_QUESTIONS TO ANSWER:_
1 – In the text on chemistry symbols, what does the notation S2- mean?
2 – From the text on chemistry symbols, copy word for word the part that opens with the words containing "In chemistry a" and closes with "Cl-, and Cl·.".

_TEXT FOR ANALYSIS:_
------------------------------------

In chemistry a superscript dash is used to indicate a negative charge. For example, Cl- means a chlorine atom with an extra electron. It's called the chloride ion. So notice the difference between Cl-, Cl-, and Cl·.





Another simple symbol is the plus sign "+". In math it can mean "add" or "positive". In this example, "(-3) + (+4)= 1" the first "+" means to add. The second "+" means that 4 is a positive 4.

In electricity and chemistry, the "+" and "-" symbols are used to represent an electrical charge. For batteries, the positive "+" terminal is where there is a deficit in electrons. The negative "-" terminal is there there is an excess of electrons. Chemistry is similar. Mg2+ means the positive protons in magnesium out number the negative electrons by 2 giving it a positive 2 charge. In other words, the magnesium atom lost 2 of its electrons. S2- means that sulfur has gained two extra electrons and now has a negative 2 charge.

In chemistry equations, the "+" means compounds are mixed with each other (i.e., exposed to each other). For example, in 2H2 + O2 --> 2H2O the "+" means hydrogen is mixed with oxygen. With heat or a spark, they combine to form water.

In chemistry, the "+" sign can also mean a compound rotates polarized light in in a clockwise direction. So "+-glucose", is a type of glucose that rotates polarized light in a clockwise direction. Note, the dash "-" after the "+" is an English hyphen and not a math "subtraction" sign or a math "negative" sign. Don't you just love symbols.

. - +
Conclusion for simple symbols: The dot, dash, and plus (., -, +) are easy to write but not always easy to understand. Also, just because they look simple doesn't mean that they aren't conveying some important information. These are just the simple symbols that might get overlooked. There are hundreds of symbols used in chemistry.
Symbols are great shortcuts but they also make a subject difficult to learn. Focusing too much on symbols will give you headaches, sore eyes, and a feeling of being weighed down. You must balance symbols with pictures, models, or hands-on learning. For example, all the boring formulas and symbols you see in this picture actually represent something interesting or important. For example, in the lower right we see H2O2. That is hydrogen peroxide. If you do a Google Image search for H2O2, you will find some interesting pictures. See the next panel.

The first image to catch my eye was the jet pack. It is powered solely by H2O2. Below the jet pack is a rocket. It used H2O2 as a source of oxygen to burn kerosene to make a powerful rocket fuel. In the upper right, I found this picture with an article about an affliction that Michael Jackson supposedly has called vitiligo. According to the article, vitiligo causes excess H2O2 to be produced in the skin which bleaches out the dark melanin pigment in skin. They also said that Michael chose to bleach all of his skin so it was uniformly white.

------------------------------------

_STUDY MATERIAL:_

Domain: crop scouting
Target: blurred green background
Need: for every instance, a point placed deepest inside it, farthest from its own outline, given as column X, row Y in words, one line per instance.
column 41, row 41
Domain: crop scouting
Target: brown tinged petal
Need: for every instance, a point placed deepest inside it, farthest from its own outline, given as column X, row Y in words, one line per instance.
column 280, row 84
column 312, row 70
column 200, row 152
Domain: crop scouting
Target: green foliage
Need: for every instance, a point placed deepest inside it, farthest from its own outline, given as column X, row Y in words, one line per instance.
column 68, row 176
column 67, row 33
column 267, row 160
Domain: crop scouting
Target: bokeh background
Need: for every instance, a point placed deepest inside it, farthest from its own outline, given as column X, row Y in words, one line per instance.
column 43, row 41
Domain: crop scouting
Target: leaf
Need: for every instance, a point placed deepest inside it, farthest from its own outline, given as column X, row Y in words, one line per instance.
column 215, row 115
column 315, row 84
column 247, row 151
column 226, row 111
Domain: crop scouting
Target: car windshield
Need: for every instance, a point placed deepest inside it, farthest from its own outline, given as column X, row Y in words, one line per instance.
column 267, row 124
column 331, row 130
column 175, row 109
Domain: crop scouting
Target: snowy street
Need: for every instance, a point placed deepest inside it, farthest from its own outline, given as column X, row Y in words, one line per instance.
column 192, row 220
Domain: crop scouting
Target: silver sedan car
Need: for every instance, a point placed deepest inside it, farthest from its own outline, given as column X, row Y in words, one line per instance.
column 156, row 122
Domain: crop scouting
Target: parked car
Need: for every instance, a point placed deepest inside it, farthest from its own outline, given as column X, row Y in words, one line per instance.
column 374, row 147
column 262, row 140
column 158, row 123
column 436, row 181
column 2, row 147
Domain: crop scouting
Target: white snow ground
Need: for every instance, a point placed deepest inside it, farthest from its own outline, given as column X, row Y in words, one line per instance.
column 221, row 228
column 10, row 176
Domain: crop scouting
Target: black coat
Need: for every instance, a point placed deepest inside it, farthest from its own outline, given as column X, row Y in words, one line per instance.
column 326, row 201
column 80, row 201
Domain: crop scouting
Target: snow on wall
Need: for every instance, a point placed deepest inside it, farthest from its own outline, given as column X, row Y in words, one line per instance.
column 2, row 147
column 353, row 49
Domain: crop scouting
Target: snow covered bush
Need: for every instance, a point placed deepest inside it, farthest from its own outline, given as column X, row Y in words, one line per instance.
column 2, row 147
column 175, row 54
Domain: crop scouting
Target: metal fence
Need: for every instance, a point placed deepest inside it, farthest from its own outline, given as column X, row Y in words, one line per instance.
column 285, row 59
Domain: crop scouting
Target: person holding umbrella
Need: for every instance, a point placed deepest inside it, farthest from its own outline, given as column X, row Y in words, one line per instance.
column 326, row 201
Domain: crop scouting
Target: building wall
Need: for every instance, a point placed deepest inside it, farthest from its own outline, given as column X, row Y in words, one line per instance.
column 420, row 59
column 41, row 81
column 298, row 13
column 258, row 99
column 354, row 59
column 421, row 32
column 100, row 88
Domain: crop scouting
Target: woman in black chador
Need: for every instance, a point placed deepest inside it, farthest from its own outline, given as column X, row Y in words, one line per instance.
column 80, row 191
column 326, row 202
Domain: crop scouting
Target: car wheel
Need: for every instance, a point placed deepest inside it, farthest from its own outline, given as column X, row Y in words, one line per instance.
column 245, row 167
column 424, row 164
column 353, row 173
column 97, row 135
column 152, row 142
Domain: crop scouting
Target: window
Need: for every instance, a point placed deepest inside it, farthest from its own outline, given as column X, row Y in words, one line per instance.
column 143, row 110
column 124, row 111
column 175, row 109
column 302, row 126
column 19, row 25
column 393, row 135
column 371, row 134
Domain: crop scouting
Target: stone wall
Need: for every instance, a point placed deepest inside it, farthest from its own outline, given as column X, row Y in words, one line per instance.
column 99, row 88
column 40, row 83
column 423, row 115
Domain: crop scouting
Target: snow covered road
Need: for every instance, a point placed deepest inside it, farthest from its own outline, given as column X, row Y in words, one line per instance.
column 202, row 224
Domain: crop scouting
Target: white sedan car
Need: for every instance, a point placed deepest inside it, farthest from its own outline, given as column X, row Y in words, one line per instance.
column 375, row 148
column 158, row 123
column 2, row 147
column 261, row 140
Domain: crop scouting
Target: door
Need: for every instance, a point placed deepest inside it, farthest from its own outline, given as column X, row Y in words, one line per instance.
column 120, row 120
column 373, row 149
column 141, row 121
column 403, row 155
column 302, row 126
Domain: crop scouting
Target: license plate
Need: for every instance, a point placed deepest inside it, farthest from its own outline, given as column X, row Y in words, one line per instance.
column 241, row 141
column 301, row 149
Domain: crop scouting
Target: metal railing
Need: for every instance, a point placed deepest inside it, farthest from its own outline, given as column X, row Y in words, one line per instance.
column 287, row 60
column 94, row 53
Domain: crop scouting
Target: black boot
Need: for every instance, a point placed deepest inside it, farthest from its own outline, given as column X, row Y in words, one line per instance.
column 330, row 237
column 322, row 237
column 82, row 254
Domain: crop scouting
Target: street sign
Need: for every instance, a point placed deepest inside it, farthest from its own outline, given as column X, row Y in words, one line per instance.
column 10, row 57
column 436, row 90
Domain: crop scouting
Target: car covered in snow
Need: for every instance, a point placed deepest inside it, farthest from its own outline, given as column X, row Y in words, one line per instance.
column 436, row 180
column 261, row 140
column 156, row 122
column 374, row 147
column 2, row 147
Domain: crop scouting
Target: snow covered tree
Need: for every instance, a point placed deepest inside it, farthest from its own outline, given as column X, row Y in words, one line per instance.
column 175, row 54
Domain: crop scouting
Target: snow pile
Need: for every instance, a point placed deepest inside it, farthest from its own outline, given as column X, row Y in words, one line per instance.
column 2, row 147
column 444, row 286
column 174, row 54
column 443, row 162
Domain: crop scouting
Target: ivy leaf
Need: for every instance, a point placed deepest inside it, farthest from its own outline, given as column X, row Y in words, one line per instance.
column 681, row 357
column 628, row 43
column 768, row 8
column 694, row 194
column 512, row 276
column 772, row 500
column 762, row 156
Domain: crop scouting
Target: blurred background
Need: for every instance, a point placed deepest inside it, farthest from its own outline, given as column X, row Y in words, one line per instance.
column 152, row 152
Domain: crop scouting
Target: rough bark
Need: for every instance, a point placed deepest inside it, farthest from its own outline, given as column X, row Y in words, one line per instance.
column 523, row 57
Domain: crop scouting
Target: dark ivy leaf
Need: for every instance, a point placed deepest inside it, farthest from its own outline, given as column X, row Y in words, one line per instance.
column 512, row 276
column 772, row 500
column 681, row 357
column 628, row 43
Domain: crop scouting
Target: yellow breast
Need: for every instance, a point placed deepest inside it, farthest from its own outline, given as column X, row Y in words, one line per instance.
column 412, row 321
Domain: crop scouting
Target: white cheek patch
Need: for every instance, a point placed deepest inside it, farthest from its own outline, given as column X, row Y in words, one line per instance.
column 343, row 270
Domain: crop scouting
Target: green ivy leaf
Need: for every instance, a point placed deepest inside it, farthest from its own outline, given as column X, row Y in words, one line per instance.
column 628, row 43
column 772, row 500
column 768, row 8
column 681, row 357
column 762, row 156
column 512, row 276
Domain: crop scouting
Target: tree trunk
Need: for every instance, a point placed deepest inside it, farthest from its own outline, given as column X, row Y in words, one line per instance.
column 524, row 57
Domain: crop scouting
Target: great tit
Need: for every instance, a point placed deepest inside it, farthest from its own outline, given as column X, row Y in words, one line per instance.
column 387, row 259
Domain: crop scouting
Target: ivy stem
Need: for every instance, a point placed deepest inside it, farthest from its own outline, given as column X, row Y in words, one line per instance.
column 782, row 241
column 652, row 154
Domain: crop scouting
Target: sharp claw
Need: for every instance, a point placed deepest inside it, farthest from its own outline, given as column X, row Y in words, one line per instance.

------------------------------------

_TASK-BY-TASK SOLUTIONS:_
1 – Sulfur has gained two extra electrons and now has a negative 2 charge.

2 –
In chemistry a superscript dash is used to indicate a negative charge. For example, Cl- means a chlorine atom with an extra electron. It's called the chloride ion. So notice the difference between Cl-, Cl-, and Cl·.